A typical rescue mission will transport anywhere from 30 to over 260 dogs from populated shelters in CA, AZ, NV, TX, LA & OK to states in the Pacific Northwest where they will likely be adopted. If not, they will be temporarily housed in no-kill shelters where they never run the risk of being put down due to over-crowding.
As a “nervous-flier” -which is the understatement of the year, I wondered how who these dogs and cats handle air travel which, especially in small planes, is loud and often turbulent? Rork surprised me when he told me, the cats often meow for a time but the dogs are easy and they’re usually lulled to sleep within 10 minutes. And having a small plane means remote destinations can be typically reached in 3–5 hours. Those hours are the highlight of Rork’s day, since he loves having his “head-in-the-clouds!”

**Information shown**

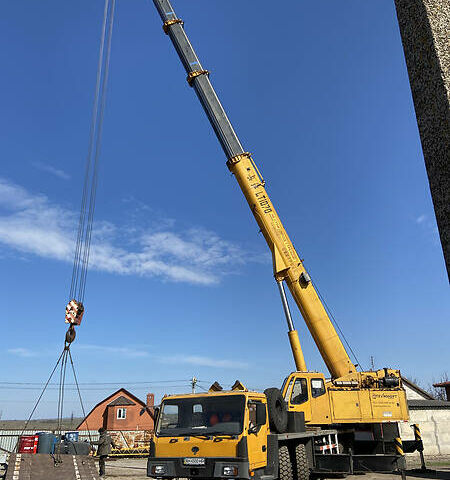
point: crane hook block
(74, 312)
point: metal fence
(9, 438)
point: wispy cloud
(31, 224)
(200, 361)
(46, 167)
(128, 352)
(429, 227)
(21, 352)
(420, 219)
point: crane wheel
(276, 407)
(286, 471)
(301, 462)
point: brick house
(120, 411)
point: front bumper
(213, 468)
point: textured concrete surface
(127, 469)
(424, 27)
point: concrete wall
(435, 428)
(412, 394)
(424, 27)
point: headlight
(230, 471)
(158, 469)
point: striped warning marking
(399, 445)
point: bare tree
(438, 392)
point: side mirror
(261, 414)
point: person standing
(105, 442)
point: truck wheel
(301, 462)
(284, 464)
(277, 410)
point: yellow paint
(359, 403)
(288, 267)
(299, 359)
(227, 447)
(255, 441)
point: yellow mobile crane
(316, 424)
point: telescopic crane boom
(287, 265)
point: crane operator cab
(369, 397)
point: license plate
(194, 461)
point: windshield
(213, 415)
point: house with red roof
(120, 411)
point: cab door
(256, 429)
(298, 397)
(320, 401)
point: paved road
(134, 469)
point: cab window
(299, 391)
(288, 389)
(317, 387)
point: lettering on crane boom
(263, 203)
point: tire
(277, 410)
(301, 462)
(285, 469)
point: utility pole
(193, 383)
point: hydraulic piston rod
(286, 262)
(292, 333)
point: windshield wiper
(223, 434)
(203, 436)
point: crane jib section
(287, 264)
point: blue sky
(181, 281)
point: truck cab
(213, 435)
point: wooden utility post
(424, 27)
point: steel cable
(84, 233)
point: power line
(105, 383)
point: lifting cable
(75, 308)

==

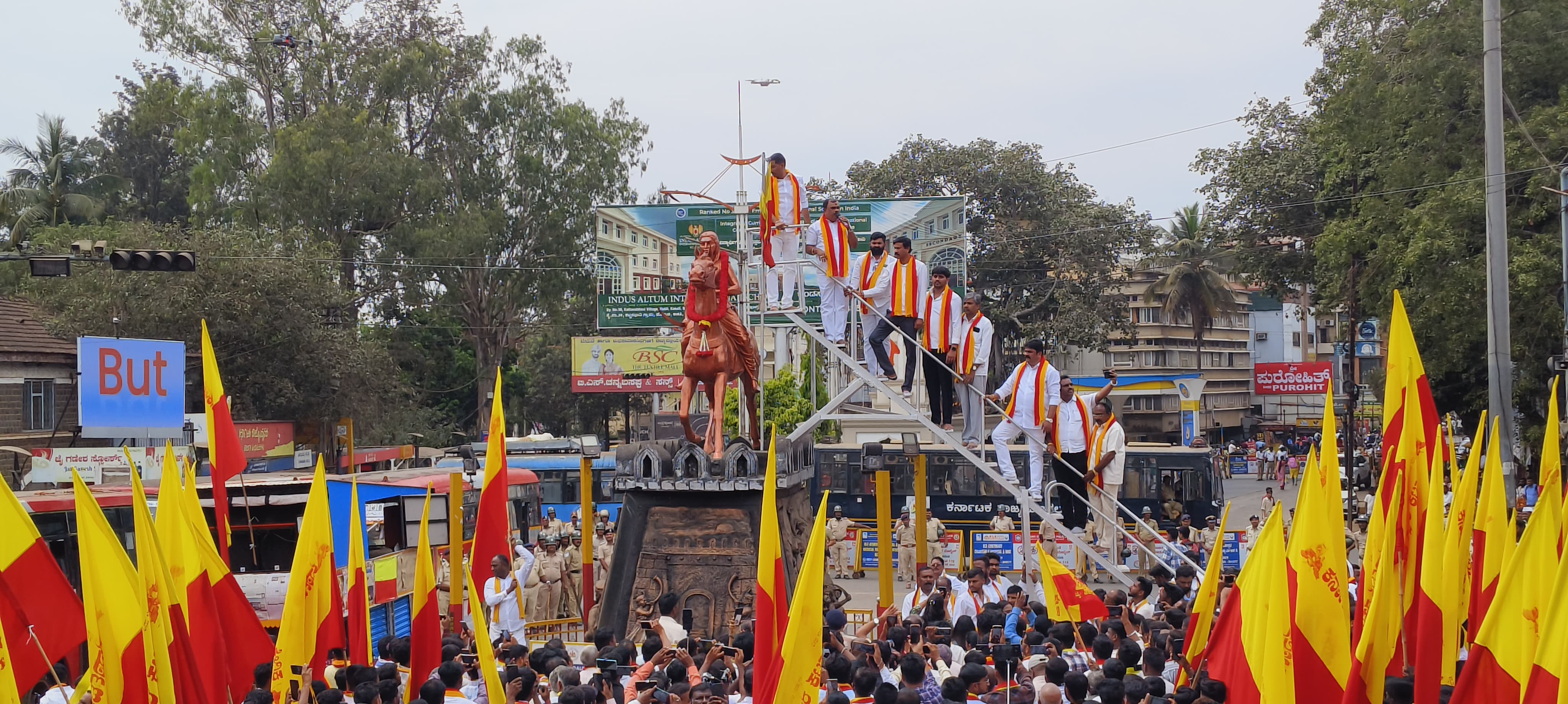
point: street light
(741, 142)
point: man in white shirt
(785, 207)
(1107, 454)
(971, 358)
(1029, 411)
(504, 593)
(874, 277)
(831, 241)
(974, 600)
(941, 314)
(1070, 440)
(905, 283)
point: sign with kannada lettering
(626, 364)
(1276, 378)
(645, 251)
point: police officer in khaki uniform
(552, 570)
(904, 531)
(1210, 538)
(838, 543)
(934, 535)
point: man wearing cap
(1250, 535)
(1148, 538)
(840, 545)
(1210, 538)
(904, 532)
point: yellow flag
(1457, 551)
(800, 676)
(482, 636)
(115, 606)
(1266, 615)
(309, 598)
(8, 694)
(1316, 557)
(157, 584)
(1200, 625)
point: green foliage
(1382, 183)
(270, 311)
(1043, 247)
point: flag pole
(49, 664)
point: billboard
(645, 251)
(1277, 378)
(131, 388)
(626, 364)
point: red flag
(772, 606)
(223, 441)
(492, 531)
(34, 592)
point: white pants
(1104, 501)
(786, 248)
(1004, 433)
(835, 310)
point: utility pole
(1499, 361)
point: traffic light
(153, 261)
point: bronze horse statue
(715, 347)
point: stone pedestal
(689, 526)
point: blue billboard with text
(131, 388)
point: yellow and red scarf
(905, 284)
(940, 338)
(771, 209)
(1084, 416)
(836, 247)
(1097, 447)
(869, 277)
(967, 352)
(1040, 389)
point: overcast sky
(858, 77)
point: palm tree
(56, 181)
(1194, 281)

**Exercise requirements**
Can you continue the passage about flying shelter dogs and cats to the Pacific Northwest, starting after its final sentence? The records are taken from a separate source, unrelated to the text.

**Exercise answer**
To keep this operation going, takes the coordinated efforts of hundreds of volunteers, shelter staff, veterinarians and the team at DIMCP. In order to fly, dogs must be over 8 weeks old, have their rabies vaccine, be spayed/neutered and in good health. It costs roughly $150 to transport a pet but most costs are funded through generous donations and no one is charged a “transport” fee.
On Sunday, August 5th at 7:07pm, DIMCP celebrated the biggest milestone since its inception in 2012: The transport of it’s 10,000th passenger. The “Lucky Dog” is an 8 year-old chocolate lab who was found roaming the streets covered in ticks and gravely ill. Fortunately the abandoned dog was rescued in the nick of time by DC Paws.
While making a quick stop in Hobbs, NM, Rork was introduced to the special dog and the rest is history. Rork has a huge soft spot for Labs and was looking for one since losing Doyle. What a happy coincidence! Now, appropriately named, “Hobbs” this pup has found his new “Fur-Ever” home with none other than Rork himself.
“I don’t know what his name was before but his name is Hobbs now. I have two other rescues at home and we’re all going to have a great time!”
And although DIMC is saving thousands of innocent pets, (ruff-ly 2,500 a year) the work is hardly done. The heartbreaking fact still remains that pet overpopulation is a huge problem.
✅Currently there are 8 million healthy, adoptable pets sitting in over-run animal shelters. Usually they’re surrendered or abandoned.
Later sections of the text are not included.